SHORT PROBLEM » Please transcribe each of the entries below word for word, leaving out the pictures.

[Point annotations on photos]
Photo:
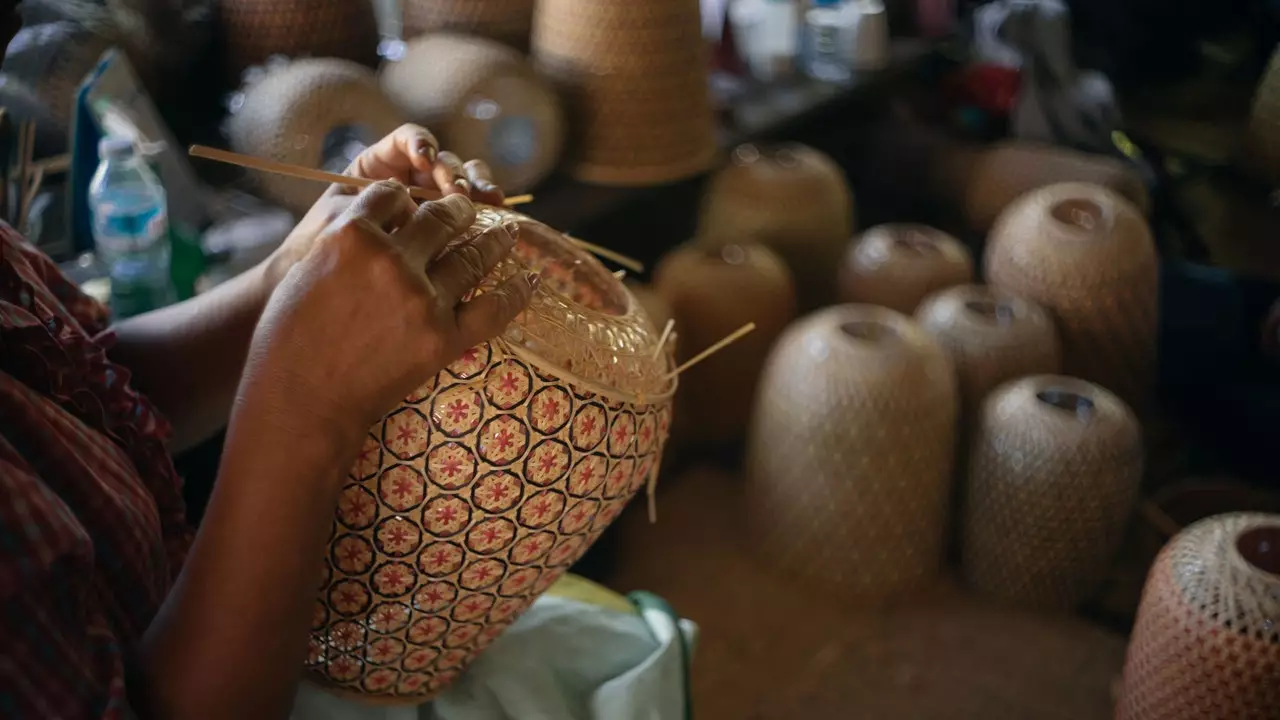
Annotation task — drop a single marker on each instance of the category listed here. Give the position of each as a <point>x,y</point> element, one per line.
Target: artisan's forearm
<point>231,638</point>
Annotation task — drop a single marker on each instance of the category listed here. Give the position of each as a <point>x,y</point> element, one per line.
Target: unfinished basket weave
<point>1207,637</point>
<point>475,493</point>
<point>504,21</point>
<point>484,101</point>
<point>851,446</point>
<point>897,265</point>
<point>713,291</point>
<point>1087,255</point>
<point>255,30</point>
<point>635,81</point>
<point>790,197</point>
<point>1054,472</point>
<point>304,113</point>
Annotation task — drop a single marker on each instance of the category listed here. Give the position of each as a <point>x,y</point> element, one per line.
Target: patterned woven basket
<point>897,265</point>
<point>851,445</point>
<point>992,180</point>
<point>475,493</point>
<point>790,197</point>
<point>255,30</point>
<point>635,81</point>
<point>712,292</point>
<point>504,21</point>
<point>306,113</point>
<point>484,101</point>
<point>1087,255</point>
<point>1206,642</point>
<point>1054,473</point>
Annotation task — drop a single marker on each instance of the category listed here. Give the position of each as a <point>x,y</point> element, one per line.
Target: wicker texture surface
<point>484,101</point>
<point>1087,255</point>
<point>1207,637</point>
<point>1054,472</point>
<point>850,454</point>
<point>790,197</point>
<point>634,77</point>
<point>897,265</point>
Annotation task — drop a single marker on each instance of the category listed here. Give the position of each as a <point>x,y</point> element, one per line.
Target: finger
<point>448,174</point>
<point>481,182</point>
<point>432,227</point>
<point>464,267</point>
<point>489,314</point>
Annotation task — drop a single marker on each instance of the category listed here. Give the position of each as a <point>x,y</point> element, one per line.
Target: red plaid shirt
<point>92,527</point>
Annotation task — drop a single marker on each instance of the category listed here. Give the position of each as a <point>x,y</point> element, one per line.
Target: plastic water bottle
<point>131,228</point>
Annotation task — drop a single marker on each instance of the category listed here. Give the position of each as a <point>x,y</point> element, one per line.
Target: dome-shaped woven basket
<point>634,77</point>
<point>484,101</point>
<point>712,292</point>
<point>475,493</point>
<point>851,445</point>
<point>1005,172</point>
<point>255,30</point>
<point>504,21</point>
<point>991,336</point>
<point>897,265</point>
<point>1055,466</point>
<point>790,197</point>
<point>305,113</point>
<point>1207,637</point>
<point>1086,254</point>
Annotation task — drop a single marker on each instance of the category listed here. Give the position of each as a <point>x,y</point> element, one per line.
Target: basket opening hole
<point>1260,547</point>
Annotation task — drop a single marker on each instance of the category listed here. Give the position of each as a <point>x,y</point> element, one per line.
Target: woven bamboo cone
<point>712,292</point>
<point>1087,255</point>
<point>442,80</point>
<point>1054,473</point>
<point>850,454</point>
<point>792,199</point>
<point>635,81</point>
<point>255,30</point>
<point>1206,642</point>
<point>897,265</point>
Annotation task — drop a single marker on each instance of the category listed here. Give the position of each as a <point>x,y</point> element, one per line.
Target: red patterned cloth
<point>92,528</point>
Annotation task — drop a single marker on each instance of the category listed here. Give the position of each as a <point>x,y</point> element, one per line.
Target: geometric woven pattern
<point>1207,637</point>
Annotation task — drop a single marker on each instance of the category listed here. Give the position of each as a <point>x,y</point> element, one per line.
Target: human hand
<point>375,309</point>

EXERCISE RESPONSE »
Photo:
Annotation task — drop a single marker on each instance of the category listed here. Give the position of each as a <point>x,y</point> element, one per line.
Target: artisan's forearm
<point>231,638</point>
Annotation task — drop a single marker on each instance of the category listed here. Give the position of each as a <point>x,y</point> element, one per line.
Target: unfinished basket weave
<point>1207,637</point>
<point>475,493</point>
<point>504,21</point>
<point>484,101</point>
<point>851,446</point>
<point>897,265</point>
<point>713,291</point>
<point>1087,255</point>
<point>255,30</point>
<point>635,81</point>
<point>790,197</point>
<point>1054,472</point>
<point>304,113</point>
Annotation task — drop a single marker on each instance of the category listed here. Give the position of each as a <point>x,y</point> element, one per line.
Target: patterned woven basket
<point>897,265</point>
<point>851,445</point>
<point>992,180</point>
<point>475,493</point>
<point>790,197</point>
<point>255,30</point>
<point>635,81</point>
<point>712,292</point>
<point>504,21</point>
<point>306,113</point>
<point>484,101</point>
<point>1087,255</point>
<point>1206,642</point>
<point>1054,473</point>
Annotation task — drop a single marker on each instance of the category listed here. Give the position of each as a <point>x,y</point> element, one per line.
Target: wicker texture surface
<point>484,101</point>
<point>1087,255</point>
<point>1207,637</point>
<point>1054,472</point>
<point>850,454</point>
<point>790,197</point>
<point>634,77</point>
<point>897,265</point>
Annotation task — drop a single marker on each instance of the category listed here. Give the position of each as a <point>x,y</point> element, one per line.
Target: finger
<point>448,174</point>
<point>481,182</point>
<point>432,227</point>
<point>464,267</point>
<point>489,314</point>
Annotation task — drop a single marker on each instance of the category listed here. Give the position of each as a <point>x,y</point> element, one per line.
Target: red plaid shirt
<point>92,527</point>
Annotation task — drop a single marker on each instance of the category listed here. Give the position of each as a <point>x,y</point> element, one per line.
Target: plastic water bottle
<point>131,228</point>
Annotation task — drop a single marker on each instance of the category listed here. Give the position of each as a <point>x,y</point> element, one per line.
Target: dome-shaped woven basket
<point>634,77</point>
<point>484,101</point>
<point>712,292</point>
<point>475,493</point>
<point>851,445</point>
<point>1005,172</point>
<point>255,30</point>
<point>504,21</point>
<point>991,336</point>
<point>897,265</point>
<point>1055,466</point>
<point>790,197</point>
<point>305,113</point>
<point>1207,637</point>
<point>1086,254</point>
Annotation task — drop a single marker on each instance of the category listed here. Give the position of each as a <point>x,y</point> element, one per line.
Target: basket opening hole
<point>1260,547</point>
Annotation task — drop a single marker on each instance of the category listed here. Give the position of each as a <point>x,y</point> element, one per line.
Target: woven bamboo cone
<point>712,292</point>
<point>1087,255</point>
<point>442,80</point>
<point>1054,473</point>
<point>850,454</point>
<point>792,199</point>
<point>635,81</point>
<point>255,30</point>
<point>1206,642</point>
<point>897,265</point>
Annotation task — drop a single marker on each instance of the category listed here. Give the position of each as a <point>x,y</point> element, one per line.
Target: red patterned cloth
<point>92,528</point>
Annotation task — drop a single marker on each instance of the category listed here. Give the position of each as a <point>x,y</point> element, one per line.
Target: geometric woven pattern
<point>1207,637</point>
Annotation task — drop a single marker on each instance of the category listed here. Give the position of each as a <point>x,y</point> element, one per line.
Target: human hand
<point>375,309</point>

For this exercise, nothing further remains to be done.